> **TAREFAS DO EXERCÍCIO**
1: Segundo o texto sobre o programa gravado pela Web, que nome recebeu esse programa?
2: Dê continuidade ao texto sobre o programa gravado pela Web, começando logo após a última frase.

> **TEXTO DE LEITURA**
—————
Não sou do tipo que cultiva queixas… Se você me mandar para o inferno, vou logo perguntar como posso construir uma fábrica de ar-condicionado por lá, e aproveitar a oportunidade. Imaginei um programa integralmente gravado pela Web, sem que eu utilizasse minhas câmeras, sem transporte físico, com pessoas ao vivo, em lugares (ou cidades) separados, mas com uma boa conversa inusitada. O Manhattan Connection (programa da GNT) já fazia um formato correlato (da minha parte, nada tão original, portanto), mas traria uma forma nova de ser distribuído. Seria veiculado em uma plataforma de conteúdo que venho desenvolvendo (a ZYX webtv).
Fiquei curioso sobre a audiência que eu poderia alcançar. O programa (construído para ser uma série) chamou-se “Jogando conversa dentro”. Nele, conversamos eu, Evandro Mesquita (da Blitz), Charles Gavin (ex Titãs) e Andreas Kisser (do Sepultura) sobre a vida do Rock’n Roll na Estrada, com histórias desconhecidas do sex, drugs and rock’roll.
—————
> **MATERIAL APRESENTADO**

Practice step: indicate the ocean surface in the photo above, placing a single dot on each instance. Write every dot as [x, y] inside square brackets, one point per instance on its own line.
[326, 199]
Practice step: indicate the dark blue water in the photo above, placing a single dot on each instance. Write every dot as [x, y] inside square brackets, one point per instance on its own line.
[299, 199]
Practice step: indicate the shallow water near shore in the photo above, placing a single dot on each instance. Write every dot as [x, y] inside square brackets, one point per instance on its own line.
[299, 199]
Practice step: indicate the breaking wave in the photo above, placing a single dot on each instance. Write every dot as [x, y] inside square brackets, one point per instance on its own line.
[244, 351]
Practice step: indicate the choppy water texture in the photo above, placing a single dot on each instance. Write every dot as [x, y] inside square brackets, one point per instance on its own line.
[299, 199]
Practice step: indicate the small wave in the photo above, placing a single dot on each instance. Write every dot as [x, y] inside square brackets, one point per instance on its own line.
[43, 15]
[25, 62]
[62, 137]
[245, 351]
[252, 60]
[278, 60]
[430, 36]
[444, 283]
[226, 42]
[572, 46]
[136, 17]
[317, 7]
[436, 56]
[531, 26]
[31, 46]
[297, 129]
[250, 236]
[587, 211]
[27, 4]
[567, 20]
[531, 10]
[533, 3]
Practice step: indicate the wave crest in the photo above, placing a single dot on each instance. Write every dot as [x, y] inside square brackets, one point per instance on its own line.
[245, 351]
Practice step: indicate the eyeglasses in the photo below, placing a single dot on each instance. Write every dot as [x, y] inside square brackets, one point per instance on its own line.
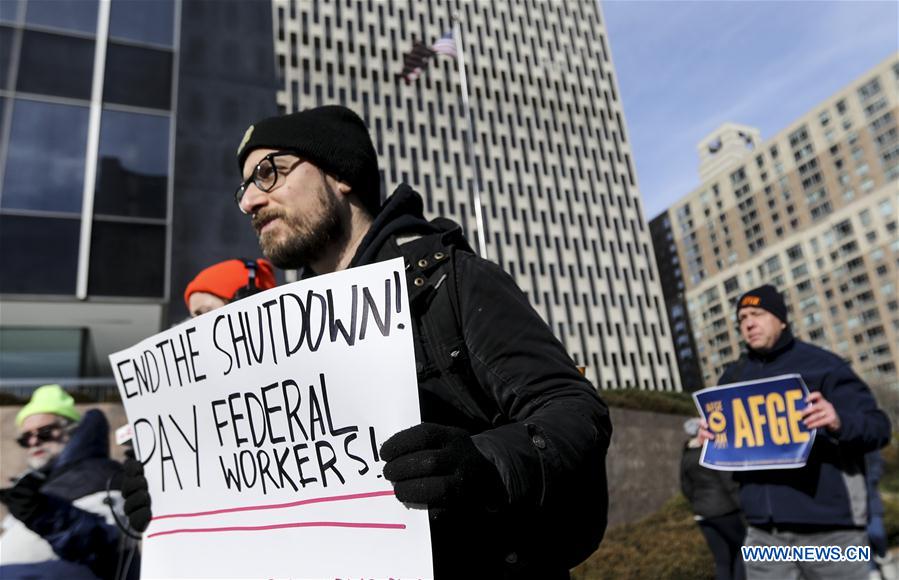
[265, 174]
[43, 434]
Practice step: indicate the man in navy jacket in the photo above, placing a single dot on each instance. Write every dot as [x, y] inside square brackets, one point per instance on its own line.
[825, 502]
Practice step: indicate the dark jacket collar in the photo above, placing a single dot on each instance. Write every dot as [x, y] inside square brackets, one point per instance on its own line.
[783, 344]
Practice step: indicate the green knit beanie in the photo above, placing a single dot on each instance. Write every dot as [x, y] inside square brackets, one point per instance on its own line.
[49, 399]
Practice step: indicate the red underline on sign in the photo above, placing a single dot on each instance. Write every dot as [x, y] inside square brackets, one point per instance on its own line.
[366, 525]
[275, 506]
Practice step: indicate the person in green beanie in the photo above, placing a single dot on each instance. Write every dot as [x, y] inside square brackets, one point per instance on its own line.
[45, 424]
[64, 510]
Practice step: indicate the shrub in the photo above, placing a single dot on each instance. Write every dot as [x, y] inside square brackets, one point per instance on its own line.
[666, 544]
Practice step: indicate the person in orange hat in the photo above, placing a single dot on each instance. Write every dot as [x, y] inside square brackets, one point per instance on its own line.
[227, 281]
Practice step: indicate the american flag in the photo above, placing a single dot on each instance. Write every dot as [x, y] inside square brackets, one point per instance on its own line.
[446, 45]
[415, 61]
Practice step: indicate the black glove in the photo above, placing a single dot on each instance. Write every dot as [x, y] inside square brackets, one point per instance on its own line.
[441, 467]
[23, 500]
[137, 495]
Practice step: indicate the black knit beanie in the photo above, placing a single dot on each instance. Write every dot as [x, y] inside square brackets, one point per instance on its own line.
[765, 297]
[332, 137]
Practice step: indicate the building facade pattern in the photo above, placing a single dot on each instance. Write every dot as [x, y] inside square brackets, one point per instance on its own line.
[813, 211]
[557, 182]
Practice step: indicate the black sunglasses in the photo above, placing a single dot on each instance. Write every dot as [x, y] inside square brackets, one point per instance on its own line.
[43, 434]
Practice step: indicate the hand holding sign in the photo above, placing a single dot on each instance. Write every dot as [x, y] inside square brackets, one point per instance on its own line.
[820, 413]
[762, 424]
[440, 466]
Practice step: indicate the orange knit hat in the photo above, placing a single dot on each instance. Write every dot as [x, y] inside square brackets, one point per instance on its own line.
[226, 278]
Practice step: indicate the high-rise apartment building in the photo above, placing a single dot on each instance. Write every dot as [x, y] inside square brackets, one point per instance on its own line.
[551, 153]
[119, 121]
[813, 211]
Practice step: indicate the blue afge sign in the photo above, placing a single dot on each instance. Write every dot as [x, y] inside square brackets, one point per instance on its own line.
[757, 424]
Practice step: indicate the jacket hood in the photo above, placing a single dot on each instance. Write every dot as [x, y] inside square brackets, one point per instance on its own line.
[89, 440]
[402, 213]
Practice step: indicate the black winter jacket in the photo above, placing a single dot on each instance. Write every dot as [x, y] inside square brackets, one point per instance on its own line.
[488, 363]
[711, 493]
[830, 491]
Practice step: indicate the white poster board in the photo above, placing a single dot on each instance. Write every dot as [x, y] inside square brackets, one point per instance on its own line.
[259, 426]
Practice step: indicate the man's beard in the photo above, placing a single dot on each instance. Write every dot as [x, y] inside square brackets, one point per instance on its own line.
[309, 237]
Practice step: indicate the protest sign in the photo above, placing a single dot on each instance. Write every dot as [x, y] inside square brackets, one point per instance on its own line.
[757, 424]
[259, 426]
—————
> **PROBLEMAS RESOLVIDOS**
1: O programa chamou-se “Jogando conversa dentro”.

2:
Com a população toda confinada, foi um estrondoso sucesso, mas eu não era o único. Como em uma catarse coletiva, todos se descobriram produtores, e as lives explodiram na Web, das simples conversas até produções muito bem-cuidadas (vejam “Diário de um Confinado”, criado pelo Bruno Mazzeo).
O que já era uma tendência, o Covid acelerou: a aceitação da Internet como um espaço de livre manifestação audiovisual, simplificando a tecnologia e eliminando gargalos de comunicação com o público. Para o bem e para o mal, as pessoas aprenderam e acostumaram-se com uma nova forma de acessar informação. Confinados em casa, com o tempo necessário para prestar mais atenção ao que estava mais próximo das suas mãos, elevaram a WEB ao mesmo patamar da TV convencional. Ultrapassaram o isolamento, comunicando-se diretamente, através dela; tornaram-se todos Netflix, Amazon ou Hulu -— exagerando um pouco: “mais poder ao povo”. O celular, como vitrine viciante, veio para ficar; o real desafio é preenchê-lo com conteúdo relevante, que difunda sabedoria e cultura importante.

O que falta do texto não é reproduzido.